Task objective.
Extract every line below that contains the string "pole", matching uppercase and lowercase exactly.

Material for this task.
--

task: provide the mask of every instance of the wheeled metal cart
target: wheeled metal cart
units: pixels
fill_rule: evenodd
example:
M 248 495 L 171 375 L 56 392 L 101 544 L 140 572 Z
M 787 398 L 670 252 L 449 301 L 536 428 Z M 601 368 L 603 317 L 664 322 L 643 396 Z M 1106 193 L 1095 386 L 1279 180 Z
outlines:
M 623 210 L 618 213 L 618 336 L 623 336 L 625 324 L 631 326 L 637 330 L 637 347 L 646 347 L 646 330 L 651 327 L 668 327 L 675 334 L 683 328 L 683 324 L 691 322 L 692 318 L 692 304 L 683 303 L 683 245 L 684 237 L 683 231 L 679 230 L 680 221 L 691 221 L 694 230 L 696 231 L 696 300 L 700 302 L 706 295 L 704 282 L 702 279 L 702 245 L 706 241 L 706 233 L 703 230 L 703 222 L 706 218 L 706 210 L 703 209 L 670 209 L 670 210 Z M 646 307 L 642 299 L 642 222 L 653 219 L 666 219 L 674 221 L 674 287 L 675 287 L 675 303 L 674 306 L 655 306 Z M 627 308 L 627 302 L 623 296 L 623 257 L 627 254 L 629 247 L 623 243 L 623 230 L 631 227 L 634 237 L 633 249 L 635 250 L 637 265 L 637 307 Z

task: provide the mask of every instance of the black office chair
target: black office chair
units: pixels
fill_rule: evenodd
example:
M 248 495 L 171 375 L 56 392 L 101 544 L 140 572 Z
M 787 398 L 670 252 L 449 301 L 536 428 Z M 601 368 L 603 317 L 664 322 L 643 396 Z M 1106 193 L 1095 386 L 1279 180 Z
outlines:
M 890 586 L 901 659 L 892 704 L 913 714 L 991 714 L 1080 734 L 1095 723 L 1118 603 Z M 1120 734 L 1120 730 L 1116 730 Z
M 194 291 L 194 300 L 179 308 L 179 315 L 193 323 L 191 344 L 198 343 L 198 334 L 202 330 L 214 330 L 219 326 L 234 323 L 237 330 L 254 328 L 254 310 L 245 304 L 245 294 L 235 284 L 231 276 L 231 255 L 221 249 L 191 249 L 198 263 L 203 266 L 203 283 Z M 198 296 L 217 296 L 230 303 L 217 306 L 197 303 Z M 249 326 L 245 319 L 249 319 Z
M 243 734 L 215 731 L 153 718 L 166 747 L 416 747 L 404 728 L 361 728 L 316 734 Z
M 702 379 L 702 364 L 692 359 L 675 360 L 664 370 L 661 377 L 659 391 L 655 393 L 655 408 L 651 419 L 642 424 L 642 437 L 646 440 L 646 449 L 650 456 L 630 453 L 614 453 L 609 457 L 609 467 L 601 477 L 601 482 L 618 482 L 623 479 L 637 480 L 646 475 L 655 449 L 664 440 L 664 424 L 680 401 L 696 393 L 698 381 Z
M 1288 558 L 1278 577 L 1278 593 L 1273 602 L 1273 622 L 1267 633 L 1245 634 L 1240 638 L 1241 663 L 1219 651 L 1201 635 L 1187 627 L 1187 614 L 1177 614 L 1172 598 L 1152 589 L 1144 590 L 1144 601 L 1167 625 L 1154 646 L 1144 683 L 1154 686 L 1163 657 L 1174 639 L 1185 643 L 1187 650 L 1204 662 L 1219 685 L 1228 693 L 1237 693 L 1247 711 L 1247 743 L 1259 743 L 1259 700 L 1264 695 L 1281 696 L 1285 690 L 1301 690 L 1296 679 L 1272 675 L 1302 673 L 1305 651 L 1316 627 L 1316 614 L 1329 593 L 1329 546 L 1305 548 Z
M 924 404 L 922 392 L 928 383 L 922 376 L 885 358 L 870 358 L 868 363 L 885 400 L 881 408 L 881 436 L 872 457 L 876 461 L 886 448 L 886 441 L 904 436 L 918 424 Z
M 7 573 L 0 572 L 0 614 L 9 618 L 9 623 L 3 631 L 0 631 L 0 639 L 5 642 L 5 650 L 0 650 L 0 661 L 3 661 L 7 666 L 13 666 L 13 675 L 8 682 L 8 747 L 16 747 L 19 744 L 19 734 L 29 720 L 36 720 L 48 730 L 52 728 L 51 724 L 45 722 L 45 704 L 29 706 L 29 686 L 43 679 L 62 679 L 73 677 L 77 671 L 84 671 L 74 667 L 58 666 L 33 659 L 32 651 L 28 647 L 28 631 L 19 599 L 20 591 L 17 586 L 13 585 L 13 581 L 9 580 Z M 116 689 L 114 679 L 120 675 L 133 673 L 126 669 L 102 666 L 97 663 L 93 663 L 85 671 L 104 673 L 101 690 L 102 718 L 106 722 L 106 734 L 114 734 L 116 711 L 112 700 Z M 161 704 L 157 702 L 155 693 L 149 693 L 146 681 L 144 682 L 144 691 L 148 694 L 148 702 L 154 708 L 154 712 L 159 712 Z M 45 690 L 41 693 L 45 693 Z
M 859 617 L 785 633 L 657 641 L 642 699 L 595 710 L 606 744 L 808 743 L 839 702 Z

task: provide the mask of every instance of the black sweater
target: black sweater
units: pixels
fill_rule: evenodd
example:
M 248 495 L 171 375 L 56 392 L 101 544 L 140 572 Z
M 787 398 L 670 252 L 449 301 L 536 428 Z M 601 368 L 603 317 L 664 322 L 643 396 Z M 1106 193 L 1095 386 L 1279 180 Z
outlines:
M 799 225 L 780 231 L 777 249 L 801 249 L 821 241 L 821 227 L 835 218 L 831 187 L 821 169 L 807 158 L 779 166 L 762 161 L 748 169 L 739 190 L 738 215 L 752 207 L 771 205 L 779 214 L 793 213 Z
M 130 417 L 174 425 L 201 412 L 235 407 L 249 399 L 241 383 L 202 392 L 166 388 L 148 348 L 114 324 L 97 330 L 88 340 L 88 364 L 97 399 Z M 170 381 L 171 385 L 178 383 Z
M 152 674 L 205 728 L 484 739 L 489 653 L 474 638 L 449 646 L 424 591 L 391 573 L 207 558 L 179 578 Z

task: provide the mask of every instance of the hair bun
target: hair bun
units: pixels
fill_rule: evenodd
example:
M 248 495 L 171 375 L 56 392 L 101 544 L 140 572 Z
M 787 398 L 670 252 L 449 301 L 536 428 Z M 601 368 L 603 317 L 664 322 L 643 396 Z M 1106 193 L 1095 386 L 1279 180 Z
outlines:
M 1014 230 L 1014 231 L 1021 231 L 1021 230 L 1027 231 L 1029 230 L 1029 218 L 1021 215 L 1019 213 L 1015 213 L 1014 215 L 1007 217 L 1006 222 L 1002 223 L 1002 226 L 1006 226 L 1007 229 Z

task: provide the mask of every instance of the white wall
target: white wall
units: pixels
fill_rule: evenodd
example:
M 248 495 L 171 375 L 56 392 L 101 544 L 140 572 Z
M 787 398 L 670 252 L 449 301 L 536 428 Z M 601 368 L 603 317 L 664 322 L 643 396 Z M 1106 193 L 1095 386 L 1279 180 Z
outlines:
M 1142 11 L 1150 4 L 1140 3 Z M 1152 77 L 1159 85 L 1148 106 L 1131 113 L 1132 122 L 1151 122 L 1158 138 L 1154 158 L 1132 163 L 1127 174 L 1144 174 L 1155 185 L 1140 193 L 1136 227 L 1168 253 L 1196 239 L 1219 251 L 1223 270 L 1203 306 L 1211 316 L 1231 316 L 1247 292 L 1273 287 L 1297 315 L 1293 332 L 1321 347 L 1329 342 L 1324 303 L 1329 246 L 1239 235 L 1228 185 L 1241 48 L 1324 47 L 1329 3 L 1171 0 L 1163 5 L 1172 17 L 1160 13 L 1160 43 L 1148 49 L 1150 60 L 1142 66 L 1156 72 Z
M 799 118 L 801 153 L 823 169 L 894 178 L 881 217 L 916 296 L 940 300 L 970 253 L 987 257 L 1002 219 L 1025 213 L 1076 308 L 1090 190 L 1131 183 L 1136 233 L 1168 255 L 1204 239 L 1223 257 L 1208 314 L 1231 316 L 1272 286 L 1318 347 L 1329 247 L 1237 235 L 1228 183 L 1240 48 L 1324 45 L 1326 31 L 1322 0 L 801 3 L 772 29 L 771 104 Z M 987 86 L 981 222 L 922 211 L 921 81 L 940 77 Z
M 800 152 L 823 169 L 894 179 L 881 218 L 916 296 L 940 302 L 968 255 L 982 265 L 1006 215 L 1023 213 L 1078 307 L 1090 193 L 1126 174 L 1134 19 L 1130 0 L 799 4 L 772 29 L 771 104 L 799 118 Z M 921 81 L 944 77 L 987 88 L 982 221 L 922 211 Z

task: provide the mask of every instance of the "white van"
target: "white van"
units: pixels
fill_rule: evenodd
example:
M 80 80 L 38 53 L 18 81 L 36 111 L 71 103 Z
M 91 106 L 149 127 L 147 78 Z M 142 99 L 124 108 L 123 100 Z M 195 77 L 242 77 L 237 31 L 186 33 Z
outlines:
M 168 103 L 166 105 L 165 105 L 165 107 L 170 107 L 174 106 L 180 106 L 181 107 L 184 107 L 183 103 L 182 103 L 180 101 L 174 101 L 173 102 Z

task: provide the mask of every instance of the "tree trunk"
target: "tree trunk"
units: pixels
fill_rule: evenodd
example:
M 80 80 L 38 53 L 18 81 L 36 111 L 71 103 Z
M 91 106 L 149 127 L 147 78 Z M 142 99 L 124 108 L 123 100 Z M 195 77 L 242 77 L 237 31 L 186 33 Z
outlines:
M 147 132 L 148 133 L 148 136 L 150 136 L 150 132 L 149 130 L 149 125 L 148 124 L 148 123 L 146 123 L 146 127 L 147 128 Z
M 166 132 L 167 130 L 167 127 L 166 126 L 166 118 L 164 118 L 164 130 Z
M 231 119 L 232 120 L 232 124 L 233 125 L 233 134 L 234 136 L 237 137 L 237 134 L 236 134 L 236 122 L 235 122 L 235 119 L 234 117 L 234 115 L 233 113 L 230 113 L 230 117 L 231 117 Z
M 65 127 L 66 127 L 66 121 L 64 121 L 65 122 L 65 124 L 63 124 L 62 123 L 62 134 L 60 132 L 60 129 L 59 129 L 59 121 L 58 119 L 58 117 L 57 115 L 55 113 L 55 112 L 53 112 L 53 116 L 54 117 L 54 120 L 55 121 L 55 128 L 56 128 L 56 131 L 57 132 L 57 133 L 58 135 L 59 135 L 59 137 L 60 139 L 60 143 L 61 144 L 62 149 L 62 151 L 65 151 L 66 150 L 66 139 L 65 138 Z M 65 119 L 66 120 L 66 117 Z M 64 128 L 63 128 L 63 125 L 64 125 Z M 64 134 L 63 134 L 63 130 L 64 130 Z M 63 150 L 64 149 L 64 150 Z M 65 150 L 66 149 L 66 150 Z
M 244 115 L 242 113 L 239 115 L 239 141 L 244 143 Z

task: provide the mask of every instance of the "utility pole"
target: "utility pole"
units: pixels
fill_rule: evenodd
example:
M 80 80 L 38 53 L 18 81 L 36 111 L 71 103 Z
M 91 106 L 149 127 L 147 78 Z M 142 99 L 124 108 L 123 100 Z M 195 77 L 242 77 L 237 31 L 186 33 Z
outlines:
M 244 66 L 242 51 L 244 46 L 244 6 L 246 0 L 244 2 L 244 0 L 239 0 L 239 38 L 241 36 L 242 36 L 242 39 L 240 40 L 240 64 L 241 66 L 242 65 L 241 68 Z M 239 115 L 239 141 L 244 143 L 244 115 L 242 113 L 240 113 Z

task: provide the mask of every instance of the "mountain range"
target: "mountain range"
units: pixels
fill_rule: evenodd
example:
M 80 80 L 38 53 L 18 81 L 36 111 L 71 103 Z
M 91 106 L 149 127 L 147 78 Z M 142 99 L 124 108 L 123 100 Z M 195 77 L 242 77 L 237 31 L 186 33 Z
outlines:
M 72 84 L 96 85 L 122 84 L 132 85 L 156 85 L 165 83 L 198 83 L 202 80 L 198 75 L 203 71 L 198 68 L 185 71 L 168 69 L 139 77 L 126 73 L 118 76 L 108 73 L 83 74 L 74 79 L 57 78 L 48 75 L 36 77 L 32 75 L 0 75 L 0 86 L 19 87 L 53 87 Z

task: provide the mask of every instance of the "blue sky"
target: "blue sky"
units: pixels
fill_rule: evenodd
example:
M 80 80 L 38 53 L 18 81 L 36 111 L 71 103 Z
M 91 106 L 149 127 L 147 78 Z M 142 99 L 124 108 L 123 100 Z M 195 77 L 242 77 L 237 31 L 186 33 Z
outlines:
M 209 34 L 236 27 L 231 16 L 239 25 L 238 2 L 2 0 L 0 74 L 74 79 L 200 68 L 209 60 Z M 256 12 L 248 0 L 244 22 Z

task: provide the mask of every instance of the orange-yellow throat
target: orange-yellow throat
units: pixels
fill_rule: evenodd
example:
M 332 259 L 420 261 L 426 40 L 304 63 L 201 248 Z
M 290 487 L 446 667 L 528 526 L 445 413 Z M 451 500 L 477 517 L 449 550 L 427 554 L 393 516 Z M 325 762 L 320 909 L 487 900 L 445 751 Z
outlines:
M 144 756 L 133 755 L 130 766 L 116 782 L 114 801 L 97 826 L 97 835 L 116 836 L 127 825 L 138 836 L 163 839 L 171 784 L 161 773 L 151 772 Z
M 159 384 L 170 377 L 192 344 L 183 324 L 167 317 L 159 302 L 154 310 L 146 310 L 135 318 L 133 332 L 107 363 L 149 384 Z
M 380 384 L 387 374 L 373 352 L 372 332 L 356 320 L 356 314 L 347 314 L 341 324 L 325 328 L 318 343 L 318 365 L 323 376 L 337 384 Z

--

The output.
task: provide the mask of every instance of the "utility pole"
target: "utility pole"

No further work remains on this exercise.